+++ Records for this task
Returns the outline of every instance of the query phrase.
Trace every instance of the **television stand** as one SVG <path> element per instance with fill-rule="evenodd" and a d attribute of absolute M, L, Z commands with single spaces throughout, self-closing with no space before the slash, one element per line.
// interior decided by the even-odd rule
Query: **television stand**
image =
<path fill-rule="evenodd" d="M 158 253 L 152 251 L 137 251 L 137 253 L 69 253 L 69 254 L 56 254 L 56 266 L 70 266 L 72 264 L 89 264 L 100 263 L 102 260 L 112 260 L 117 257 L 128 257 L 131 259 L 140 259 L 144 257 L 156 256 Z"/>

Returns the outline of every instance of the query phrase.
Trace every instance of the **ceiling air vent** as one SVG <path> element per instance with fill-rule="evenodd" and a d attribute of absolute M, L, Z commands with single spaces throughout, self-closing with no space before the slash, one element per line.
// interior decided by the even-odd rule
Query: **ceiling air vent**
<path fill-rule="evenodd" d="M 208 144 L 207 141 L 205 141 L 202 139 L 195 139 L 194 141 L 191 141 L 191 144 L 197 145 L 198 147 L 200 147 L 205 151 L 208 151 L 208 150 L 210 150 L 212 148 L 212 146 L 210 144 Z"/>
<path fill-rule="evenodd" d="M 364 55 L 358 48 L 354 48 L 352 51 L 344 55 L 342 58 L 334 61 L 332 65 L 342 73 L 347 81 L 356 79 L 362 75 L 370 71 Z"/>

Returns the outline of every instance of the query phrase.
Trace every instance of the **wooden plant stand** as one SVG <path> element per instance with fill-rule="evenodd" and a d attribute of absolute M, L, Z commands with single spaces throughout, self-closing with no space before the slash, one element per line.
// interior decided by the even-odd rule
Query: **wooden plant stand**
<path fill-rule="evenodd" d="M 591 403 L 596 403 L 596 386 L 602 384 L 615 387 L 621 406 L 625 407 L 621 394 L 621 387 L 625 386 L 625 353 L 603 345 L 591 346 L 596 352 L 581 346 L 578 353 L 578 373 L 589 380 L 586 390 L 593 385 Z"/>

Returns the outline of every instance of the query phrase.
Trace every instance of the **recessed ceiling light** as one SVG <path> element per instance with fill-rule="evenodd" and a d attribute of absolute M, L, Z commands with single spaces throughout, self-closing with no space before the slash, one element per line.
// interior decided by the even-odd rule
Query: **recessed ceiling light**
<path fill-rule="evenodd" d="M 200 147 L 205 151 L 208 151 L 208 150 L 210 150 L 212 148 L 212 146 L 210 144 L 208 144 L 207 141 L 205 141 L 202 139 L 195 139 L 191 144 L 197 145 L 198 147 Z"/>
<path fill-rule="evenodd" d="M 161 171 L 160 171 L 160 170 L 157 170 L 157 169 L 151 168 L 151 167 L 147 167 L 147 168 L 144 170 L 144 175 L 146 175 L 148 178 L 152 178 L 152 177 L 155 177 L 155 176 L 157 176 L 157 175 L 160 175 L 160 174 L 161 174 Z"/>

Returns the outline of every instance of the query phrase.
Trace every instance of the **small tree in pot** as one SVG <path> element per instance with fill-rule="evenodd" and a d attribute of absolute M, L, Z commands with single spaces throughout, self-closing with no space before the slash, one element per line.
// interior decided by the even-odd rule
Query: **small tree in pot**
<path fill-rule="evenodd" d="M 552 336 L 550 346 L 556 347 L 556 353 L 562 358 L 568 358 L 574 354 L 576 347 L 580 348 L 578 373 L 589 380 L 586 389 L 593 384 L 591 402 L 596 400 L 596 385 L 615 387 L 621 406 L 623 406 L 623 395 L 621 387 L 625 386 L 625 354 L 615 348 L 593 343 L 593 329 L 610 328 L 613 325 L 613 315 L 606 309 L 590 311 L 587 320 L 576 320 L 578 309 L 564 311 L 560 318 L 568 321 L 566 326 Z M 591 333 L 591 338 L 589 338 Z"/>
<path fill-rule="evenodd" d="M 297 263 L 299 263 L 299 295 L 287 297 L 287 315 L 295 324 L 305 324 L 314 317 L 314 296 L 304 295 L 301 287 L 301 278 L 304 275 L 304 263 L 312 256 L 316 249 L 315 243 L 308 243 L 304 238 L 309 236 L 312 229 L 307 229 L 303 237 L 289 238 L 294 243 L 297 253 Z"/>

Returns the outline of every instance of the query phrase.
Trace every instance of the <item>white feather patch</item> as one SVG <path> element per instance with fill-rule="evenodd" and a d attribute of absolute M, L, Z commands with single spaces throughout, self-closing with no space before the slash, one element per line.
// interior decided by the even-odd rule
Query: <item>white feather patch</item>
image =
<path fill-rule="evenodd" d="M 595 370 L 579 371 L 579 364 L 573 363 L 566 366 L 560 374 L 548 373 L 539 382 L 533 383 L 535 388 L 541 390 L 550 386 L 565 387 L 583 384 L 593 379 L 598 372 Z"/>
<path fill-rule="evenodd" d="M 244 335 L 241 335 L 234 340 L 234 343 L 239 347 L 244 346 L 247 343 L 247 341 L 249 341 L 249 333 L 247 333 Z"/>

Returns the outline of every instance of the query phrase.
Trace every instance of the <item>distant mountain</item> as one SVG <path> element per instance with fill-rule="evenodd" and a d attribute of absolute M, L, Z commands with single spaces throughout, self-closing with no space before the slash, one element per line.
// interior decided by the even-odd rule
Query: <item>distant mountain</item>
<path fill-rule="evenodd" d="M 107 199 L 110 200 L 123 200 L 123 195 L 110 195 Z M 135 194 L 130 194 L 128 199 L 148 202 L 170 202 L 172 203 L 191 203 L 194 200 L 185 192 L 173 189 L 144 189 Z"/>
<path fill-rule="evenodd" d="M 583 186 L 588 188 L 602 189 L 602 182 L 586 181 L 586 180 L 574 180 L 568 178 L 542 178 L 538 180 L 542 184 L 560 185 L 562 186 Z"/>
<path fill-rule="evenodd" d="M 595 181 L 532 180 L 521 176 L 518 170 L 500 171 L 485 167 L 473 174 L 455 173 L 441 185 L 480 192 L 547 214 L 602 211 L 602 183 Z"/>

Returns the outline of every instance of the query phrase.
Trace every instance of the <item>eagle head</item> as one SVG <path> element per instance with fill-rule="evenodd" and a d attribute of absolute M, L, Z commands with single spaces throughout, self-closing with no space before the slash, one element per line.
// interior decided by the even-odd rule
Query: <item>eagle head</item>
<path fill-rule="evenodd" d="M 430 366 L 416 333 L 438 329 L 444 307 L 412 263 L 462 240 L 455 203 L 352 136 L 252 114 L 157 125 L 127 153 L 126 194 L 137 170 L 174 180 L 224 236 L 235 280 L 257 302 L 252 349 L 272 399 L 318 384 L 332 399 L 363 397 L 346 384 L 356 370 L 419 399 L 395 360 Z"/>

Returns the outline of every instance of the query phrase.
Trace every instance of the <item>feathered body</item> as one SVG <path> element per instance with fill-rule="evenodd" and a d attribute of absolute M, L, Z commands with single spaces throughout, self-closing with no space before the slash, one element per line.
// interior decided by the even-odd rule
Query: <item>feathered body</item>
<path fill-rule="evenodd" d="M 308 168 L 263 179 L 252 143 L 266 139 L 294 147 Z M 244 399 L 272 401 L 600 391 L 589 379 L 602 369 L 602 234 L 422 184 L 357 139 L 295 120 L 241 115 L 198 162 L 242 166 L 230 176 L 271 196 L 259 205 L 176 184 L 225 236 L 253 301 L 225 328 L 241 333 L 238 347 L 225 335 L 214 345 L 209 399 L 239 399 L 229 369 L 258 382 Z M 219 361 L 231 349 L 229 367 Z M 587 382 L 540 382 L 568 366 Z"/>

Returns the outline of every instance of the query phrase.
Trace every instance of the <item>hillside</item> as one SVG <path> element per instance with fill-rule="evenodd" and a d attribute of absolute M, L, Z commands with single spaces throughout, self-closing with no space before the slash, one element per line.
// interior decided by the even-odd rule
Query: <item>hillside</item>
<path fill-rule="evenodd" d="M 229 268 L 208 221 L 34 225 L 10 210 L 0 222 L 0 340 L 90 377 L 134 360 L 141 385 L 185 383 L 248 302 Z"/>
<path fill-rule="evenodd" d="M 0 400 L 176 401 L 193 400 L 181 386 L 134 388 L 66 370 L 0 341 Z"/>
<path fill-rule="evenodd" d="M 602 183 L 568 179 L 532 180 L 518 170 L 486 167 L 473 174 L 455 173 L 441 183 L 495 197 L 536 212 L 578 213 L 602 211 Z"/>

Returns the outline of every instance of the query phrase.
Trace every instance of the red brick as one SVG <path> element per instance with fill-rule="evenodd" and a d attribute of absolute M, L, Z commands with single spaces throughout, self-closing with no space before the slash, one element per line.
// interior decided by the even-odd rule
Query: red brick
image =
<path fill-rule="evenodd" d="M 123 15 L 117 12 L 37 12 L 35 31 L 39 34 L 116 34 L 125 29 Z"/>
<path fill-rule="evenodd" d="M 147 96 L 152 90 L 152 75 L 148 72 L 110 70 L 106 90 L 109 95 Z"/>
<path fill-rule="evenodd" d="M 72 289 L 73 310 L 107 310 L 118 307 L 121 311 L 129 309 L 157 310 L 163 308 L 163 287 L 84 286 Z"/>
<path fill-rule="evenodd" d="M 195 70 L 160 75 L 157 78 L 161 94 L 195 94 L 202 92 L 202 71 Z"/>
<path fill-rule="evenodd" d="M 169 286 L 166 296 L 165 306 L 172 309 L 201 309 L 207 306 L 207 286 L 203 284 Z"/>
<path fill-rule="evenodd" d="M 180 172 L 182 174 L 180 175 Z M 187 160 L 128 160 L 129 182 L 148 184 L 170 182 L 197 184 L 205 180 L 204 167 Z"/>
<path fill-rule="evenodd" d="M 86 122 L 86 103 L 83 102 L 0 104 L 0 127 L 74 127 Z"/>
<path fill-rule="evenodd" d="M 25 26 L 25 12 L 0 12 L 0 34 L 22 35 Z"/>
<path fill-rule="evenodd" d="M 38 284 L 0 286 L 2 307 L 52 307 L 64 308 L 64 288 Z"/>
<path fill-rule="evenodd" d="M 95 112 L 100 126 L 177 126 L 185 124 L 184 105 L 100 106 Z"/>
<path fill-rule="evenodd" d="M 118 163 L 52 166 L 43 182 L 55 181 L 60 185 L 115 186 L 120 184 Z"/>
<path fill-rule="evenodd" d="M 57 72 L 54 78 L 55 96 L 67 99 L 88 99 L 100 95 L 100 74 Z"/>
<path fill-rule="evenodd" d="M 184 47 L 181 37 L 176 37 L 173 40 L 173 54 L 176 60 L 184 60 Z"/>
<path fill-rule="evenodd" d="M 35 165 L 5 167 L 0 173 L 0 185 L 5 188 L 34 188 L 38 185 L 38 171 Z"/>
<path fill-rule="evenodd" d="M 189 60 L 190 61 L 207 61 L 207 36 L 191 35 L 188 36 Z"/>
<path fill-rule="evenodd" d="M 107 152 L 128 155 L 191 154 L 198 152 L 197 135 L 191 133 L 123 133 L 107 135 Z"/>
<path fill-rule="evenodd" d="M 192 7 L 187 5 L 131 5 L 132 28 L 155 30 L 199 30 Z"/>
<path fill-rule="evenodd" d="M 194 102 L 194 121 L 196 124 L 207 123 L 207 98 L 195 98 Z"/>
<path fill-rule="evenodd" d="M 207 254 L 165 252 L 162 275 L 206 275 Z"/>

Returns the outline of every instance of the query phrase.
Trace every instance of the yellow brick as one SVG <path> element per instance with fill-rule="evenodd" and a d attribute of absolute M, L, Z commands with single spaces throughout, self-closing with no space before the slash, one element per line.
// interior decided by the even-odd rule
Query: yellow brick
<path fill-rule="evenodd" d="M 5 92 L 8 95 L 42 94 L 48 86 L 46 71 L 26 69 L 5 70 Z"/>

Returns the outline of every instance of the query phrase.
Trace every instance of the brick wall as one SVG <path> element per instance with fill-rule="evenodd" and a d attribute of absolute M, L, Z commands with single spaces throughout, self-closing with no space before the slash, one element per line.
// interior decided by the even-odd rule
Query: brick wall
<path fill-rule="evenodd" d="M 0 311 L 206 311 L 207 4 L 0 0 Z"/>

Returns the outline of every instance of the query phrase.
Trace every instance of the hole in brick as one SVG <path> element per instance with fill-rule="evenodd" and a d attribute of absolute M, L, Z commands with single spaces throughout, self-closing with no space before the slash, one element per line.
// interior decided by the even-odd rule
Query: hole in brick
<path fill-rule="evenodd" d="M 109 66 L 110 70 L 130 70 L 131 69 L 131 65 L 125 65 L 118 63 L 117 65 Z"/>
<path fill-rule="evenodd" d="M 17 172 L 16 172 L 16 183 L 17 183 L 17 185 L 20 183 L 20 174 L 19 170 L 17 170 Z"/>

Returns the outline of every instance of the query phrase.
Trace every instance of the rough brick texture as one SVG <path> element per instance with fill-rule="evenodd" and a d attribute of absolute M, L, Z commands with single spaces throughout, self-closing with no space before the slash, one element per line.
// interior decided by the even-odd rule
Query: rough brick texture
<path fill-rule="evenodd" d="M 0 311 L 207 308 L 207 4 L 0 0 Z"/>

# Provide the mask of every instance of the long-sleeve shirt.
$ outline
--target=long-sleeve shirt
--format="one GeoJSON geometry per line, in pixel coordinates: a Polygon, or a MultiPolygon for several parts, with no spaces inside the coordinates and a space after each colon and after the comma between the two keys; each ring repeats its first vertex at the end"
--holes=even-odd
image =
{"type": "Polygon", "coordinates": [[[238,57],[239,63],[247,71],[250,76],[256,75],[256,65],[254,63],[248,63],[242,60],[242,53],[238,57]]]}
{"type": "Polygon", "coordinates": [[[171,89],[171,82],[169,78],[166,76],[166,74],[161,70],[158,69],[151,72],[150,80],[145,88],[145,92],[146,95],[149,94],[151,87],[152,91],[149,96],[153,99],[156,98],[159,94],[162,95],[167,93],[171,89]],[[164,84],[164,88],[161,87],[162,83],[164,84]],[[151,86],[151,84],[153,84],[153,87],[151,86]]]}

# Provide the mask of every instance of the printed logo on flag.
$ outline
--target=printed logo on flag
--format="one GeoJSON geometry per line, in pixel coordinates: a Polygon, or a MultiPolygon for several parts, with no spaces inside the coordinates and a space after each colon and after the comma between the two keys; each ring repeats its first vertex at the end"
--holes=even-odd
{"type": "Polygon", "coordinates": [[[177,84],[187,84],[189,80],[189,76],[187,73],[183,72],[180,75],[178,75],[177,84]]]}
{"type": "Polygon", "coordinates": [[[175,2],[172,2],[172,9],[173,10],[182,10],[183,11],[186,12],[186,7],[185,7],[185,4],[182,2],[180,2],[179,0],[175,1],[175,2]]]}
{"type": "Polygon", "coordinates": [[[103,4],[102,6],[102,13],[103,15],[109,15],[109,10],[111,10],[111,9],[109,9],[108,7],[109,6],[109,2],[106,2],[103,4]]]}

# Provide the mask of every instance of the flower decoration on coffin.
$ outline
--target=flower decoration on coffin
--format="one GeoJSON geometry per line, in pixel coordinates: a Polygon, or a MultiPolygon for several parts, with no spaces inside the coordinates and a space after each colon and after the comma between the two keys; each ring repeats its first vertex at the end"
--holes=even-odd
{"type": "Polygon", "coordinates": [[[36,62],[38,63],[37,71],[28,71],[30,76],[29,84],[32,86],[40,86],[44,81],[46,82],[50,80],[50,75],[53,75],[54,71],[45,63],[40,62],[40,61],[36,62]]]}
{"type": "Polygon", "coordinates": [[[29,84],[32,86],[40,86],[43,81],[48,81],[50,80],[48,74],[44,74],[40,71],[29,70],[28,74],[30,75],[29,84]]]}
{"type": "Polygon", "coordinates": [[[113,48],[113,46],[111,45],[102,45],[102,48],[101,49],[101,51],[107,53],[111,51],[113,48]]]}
++++++
§ **Prompt**
Starting at the beginning of the material and ending at the line containing "158 253 L 152", reproduce those lines with "television stand" swapped for "TV cabinet" and everything else left unchanged.

§ **Written response**
Returns the outline of every instance of the query phrase.
Trace every instance of the **TV cabinet** as one SVG <path> element per instance with fill-rule="evenodd" and a d attribute of absolute M, L, Z commands with single spaces throughout, self-closing with no space before the slash, one element per line.
// interior decided by the even-odd rule
Query: **TV cabinet**
image =
<path fill-rule="evenodd" d="M 158 253 L 152 251 L 137 251 L 137 253 L 69 253 L 69 254 L 56 254 L 56 266 L 70 266 L 72 264 L 89 264 L 100 263 L 102 260 L 112 260 L 117 257 L 128 257 L 131 259 L 140 259 L 144 257 L 156 256 Z"/>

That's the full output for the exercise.